Selected extract ->

— Begin —

You Are More than You Think

Dear Friend,

“Who are you?”

There’s a reason that the Caterpillar has always been my favorite character in Lewis Carroll’s Alice’s Adventures in Wonderland. He’s the only one that asks the important question, the one that gets to the heart of the novel. Why has Alice fallen through the rabbit hole, after all, if not to begin the journey of finding herself?

About halfway into this first section of Zen and the Art of Saving the Planet, Sister True Dedication asks the same question, but it’s not intended to make one think of their own individual identity. In fact, it’s the opposite. We are the sum of our parts, of everyone and everything that has come before us and of everyone and everything that ever will. We quite literally would not exist without the millions of interactions required, across all of time and space, that allowed our being. So, when we watch the sunset, whose eyes are seeing it? We bring to our every experience an unfathomable breadth of history and consequence.

Page 36 of Zen and the Art of Saving the Planet, with "Who are you?" underlined in black ink.

The Trouble with Expectations

I have a friend and fellow reader who shared that they had tried to read this book but couldn’t get into it. As someone who has read quite a few books by Thich Nhat Hanh, I fully expected to “come home” to this one, but I understand now what my friend meant. I entered this book assuming it would be a treatise or step-guide to ecological action. From a Buddhist perspective, sure, but still a kind of practical approach toward being or becoming a climate and environment activist. So far, that is not the case, and it’s a good reminder to approach everything as “bodhicitta,” or one with a beginner’s mind.

— End —

Data shown ->

— Begin —

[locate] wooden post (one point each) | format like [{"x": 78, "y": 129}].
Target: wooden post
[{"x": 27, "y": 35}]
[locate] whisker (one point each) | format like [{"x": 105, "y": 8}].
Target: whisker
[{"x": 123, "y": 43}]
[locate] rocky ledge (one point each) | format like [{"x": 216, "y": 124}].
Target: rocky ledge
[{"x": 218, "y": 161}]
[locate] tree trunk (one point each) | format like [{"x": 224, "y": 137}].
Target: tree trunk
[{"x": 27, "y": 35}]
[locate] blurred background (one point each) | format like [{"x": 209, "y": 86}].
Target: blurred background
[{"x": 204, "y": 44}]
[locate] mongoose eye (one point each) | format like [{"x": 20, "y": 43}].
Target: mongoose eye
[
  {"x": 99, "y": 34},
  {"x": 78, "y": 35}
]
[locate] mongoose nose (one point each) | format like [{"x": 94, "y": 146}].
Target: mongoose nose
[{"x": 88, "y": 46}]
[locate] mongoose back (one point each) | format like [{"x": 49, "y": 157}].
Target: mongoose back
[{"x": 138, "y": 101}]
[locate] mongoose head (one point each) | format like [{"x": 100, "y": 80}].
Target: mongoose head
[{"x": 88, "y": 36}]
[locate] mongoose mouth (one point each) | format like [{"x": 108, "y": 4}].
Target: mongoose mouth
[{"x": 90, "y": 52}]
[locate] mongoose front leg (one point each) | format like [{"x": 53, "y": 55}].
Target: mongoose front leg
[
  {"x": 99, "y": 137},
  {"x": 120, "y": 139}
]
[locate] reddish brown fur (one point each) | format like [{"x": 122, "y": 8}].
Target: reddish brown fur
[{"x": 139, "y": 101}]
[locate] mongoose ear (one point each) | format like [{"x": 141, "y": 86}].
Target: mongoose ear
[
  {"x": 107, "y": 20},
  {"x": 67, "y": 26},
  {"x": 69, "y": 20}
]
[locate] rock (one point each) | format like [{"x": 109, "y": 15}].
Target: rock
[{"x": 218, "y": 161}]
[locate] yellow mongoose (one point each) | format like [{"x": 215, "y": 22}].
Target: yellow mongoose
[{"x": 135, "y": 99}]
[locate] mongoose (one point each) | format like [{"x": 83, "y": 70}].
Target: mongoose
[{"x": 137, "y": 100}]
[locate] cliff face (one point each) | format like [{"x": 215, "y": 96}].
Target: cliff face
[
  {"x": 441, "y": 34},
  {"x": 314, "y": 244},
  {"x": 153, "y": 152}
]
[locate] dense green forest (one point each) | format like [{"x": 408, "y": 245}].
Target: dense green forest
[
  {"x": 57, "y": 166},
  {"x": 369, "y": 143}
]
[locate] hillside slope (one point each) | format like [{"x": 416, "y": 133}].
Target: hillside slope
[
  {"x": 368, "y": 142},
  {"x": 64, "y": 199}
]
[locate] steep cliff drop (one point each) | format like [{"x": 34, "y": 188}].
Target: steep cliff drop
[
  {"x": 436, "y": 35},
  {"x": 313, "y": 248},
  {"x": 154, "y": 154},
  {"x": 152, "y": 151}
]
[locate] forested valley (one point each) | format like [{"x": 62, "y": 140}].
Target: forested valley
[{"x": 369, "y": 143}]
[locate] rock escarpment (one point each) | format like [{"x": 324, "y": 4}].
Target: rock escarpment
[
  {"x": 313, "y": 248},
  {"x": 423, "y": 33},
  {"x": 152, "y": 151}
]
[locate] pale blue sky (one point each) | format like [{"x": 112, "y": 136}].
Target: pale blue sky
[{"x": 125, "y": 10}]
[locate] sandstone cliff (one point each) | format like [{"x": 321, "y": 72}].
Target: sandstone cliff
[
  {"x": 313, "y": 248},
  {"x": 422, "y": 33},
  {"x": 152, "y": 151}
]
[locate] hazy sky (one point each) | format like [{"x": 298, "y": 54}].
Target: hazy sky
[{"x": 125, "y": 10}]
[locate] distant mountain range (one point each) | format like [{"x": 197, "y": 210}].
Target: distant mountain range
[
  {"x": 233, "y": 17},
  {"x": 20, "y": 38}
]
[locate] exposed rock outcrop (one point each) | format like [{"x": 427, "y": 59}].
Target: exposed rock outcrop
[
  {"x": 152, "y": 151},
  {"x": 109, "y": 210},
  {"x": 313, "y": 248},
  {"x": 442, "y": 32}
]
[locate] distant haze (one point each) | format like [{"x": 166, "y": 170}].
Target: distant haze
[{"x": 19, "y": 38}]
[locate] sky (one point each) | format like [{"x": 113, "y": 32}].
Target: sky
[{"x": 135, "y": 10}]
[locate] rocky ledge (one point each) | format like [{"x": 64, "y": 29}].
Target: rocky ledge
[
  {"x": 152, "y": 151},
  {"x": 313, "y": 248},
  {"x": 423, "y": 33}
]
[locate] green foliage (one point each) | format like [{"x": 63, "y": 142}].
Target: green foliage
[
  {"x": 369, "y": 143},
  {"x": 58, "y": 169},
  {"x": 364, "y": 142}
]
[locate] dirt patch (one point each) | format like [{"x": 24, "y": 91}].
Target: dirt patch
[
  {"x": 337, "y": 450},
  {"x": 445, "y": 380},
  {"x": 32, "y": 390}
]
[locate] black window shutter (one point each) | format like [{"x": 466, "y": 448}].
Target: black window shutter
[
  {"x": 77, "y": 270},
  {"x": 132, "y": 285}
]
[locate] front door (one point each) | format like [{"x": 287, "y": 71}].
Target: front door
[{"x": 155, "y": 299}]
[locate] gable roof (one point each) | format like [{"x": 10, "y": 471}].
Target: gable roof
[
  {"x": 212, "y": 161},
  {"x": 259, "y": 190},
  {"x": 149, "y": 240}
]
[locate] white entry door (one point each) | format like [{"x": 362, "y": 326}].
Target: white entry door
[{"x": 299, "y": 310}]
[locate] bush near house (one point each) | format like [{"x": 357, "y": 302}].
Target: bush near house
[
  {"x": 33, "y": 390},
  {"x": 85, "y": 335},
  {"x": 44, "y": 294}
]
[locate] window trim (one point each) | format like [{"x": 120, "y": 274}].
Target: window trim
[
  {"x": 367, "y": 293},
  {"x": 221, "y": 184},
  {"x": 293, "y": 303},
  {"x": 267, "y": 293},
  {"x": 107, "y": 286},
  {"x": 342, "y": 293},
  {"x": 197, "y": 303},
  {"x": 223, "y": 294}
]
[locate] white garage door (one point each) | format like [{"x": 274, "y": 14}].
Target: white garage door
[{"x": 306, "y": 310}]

— End —

Given task A ->
Translate this sentence from the letter on Zen and the Art of Saving the Planet into Spanish: "We quite literally would not exist without the millions of interactions required, across all of time and space, that allowed our being."
Given task B ->
Please pick up the letter on Zen and the Art of Saving the Planet after its last sentence and keep writing it.
The records have no connection to the letter on Zen and the Art of Saving the Planet.

Task result A ->
Literalmente no existiríamos sin los millones de interacciones necesarias, a lo largo de todo el tiempo y el espacio, que hicieron posible nuestro ser.

Task result B ->
Instead of a step-by-step guide to climate activism, this is a collection of Thay’s teachings on being-in-the-world. Its primary focus so far seems to be on eliminating four notions: the self, the human being, living beings, and lifespan. If we can come to understand that we are not one single self, but the collection of all that was required to create us, and if we can begin to see all life from all perspectives, including the non-human, and if we can move even beyond the focus on living beings to realize that those before us and those who will come after us are also part of this “me” who lives now, then we’re on the way to a consciousness that truly encourages “saving the planet,” because we begin to see the planet is me, too, and that I exist in all times and all spaces. In other words, the fate of the world matters to me even after my death, because my life will outlive my body.

Paperback copy of Zen and the Art of Saving the Planet sitting atop spiral notebook with notes in blue ink, blue pen clipped to book's cover.

Looking Deeper

The essential premise is this: If I am you, and you are me, and we are the planet, and the planet is us, then we will do no harm, because why would I harm myself? This is where the Buddhist concept of karma enters the picture, but it’s not quite the karma that people use or think about colloquially, that kind of mystical force that causes bad things to happen to bad people (and it is usually the bad actors that seem to be the recipients of “karma” when we talk about it conversationally.) Instead, this perception of karma is sensible. Every action has its effects. Whatever I think, do, or say, will ripple into my mood and actions, and the moods and actions of anyone with whom I interact. It’s perhaps another way of thinking about “the golden rule”: to treat others as you wish to be treated. This isn’t just kindness for kindness’ sake, but because of the real consequences of doing harm.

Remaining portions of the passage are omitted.